▶ **SHORT TASK 1**
From the post on Christmas horror films, set down everything from "Christmas Horror - Rare" down to "to watch them.".
▶ **SHORT TASK 2**
In the post on Christmas horror films, which actress starred in the 2012 remake titled Silent Night?

Start SELECTED EXCERPT

Cat’s 5 Christmas Horror Favourites

The most wonderful time of the year is upon us.  A time for tinsel and mistletoe and carol singing and Santa Claus.  A time of joy, festivity, and good wishes for all.  For me, and many like me, it is a time to crack open the Christmas horror films that sit so well with a glass of mulled wine and a mince pie.

Christmas Horror - Rare Exports

There are certainly some great horrors that sit amongst my somewhat lighter Christmas regulars of Santa Clause the Movie, Elf and Fred Claus, and this is the only time of year that I allow myself the privilege of sitting down to watch them.

Here are 5 of my favourites:

Silent Night, Deadly Night

This film tells the story of Billy, who witnesses the violent death of his parents at the hands of a criminal dressed as Santa Claus.  Despite being subjected to more horror at the hands of a pretty mean Mother Superior at the orphange he’s sent to, he grows up and manages to live a pretty normal life.  That is, until Christmas rolls round.  On Christmas Eve, he is forced to “play” Santa at a local toy store, and his violent childhood memories resurface.  Billy transforms into a Santa-dressed murderer who must dole out punishment to all he encounters.

My brother introduced me to this annihilation of Santa Claus as a friendly, caring, present giver.  And I’m so thankful to him for ruining this perception.  A very poor remake (simply titled Silent Night) starring Jaime King was released in 2012 that I wasted one Christmas Eve watching.  Stick to the original and get ready to have all of your illusions of Santa Claus bust wide open.  Plus the “antler scene” with horror legend Linnea Quigley will stick in your mind long after the credits stop rolling.

Black Christmas (2006)

A young boy named Billy (a popular name in horror, huh?) witnesses his mother kill his father, so she takes to locking him in the attic while she starts a new family with her lover. Over the years, Billy witnesses love being poured upon his sister until he finally snaps and kills his murderous mother and her lover.

End SELECTED EXCERPT
Start ENTRIES PROVIDED

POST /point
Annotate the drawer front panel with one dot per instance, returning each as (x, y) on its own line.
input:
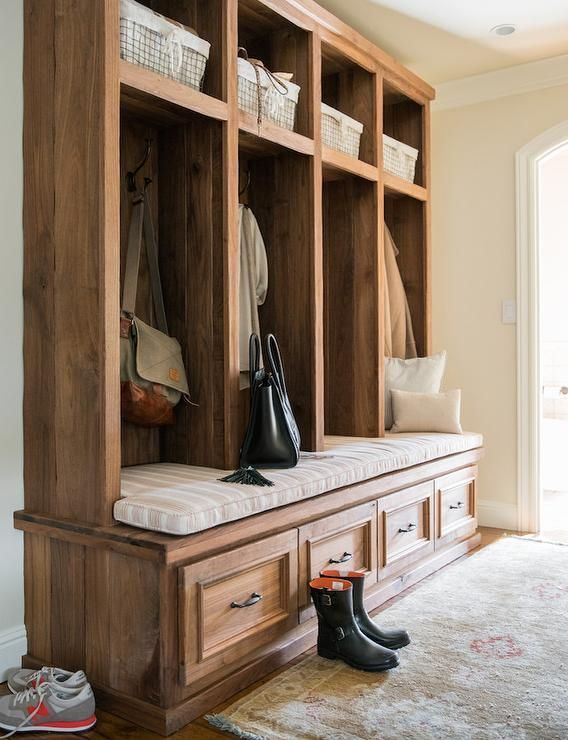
(234, 603)
(344, 541)
(232, 610)
(406, 528)
(456, 505)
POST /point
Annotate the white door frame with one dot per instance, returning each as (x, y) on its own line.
(528, 325)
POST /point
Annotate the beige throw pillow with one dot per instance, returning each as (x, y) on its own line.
(419, 374)
(426, 412)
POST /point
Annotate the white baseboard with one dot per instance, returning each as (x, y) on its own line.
(13, 644)
(497, 515)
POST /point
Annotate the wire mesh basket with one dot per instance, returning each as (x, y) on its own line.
(399, 159)
(265, 95)
(340, 132)
(160, 45)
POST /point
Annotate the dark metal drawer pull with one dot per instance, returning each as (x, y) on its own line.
(254, 599)
(410, 528)
(343, 559)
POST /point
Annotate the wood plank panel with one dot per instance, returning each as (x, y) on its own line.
(396, 186)
(163, 100)
(39, 257)
(353, 92)
(192, 265)
(139, 445)
(84, 283)
(38, 595)
(67, 618)
(281, 196)
(405, 218)
(122, 610)
(352, 332)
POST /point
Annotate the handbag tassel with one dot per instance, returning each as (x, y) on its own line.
(248, 476)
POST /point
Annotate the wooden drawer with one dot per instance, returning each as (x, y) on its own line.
(456, 505)
(406, 528)
(349, 537)
(216, 634)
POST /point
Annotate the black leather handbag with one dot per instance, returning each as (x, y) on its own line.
(272, 439)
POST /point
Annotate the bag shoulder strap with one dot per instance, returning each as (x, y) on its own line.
(141, 226)
(254, 357)
(275, 363)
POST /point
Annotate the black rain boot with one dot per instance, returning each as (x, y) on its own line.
(393, 639)
(338, 633)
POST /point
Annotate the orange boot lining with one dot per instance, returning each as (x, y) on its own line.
(333, 584)
(341, 574)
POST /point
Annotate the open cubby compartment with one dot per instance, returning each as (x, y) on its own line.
(283, 47)
(207, 17)
(406, 219)
(404, 119)
(280, 194)
(351, 89)
(352, 347)
(186, 198)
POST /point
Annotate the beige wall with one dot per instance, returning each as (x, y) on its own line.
(12, 634)
(474, 268)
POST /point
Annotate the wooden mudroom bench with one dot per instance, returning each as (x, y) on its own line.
(150, 616)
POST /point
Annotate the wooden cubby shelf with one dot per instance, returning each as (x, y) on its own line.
(337, 164)
(165, 101)
(397, 187)
(270, 138)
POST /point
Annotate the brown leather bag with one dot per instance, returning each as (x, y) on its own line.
(152, 373)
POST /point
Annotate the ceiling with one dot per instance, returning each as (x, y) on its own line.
(443, 40)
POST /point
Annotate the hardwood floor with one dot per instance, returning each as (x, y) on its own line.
(110, 727)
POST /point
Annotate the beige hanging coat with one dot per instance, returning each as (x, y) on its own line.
(399, 336)
(253, 282)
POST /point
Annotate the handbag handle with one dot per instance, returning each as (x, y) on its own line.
(141, 226)
(254, 356)
(275, 362)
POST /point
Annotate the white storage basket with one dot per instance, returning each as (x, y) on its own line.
(160, 45)
(340, 132)
(399, 159)
(266, 98)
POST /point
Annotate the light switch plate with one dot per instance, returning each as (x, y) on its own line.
(509, 311)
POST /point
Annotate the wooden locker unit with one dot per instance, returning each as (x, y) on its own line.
(130, 595)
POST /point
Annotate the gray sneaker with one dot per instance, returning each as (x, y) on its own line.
(24, 678)
(49, 708)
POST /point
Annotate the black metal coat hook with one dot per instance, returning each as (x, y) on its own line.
(131, 176)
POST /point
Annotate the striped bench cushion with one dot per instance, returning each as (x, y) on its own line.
(182, 499)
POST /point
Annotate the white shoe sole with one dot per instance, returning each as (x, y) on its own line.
(55, 726)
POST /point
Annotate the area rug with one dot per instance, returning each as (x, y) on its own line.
(488, 660)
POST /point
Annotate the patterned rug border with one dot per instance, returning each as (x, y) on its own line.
(222, 722)
(535, 538)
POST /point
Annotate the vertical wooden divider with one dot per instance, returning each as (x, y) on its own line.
(71, 288)
(353, 288)
(381, 277)
(318, 432)
(427, 229)
(231, 238)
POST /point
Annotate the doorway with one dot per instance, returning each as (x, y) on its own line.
(542, 334)
(553, 278)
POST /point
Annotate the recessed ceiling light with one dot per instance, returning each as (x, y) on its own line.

End ENTRIES PROVIDED

▶ **PROBLEM SOLUTION 1**
Christmas Horror - Rare Exports

There are certainly some great horrors that sit amongst my somewhat lighter Christmas regulars of Santa Clause the Movie, Elf and Fred Claus, and this is the only time of year that I allow myself the privilege of sitting down to watch them.

▶ **PROBLEM SOLUTION 2**
Jaime King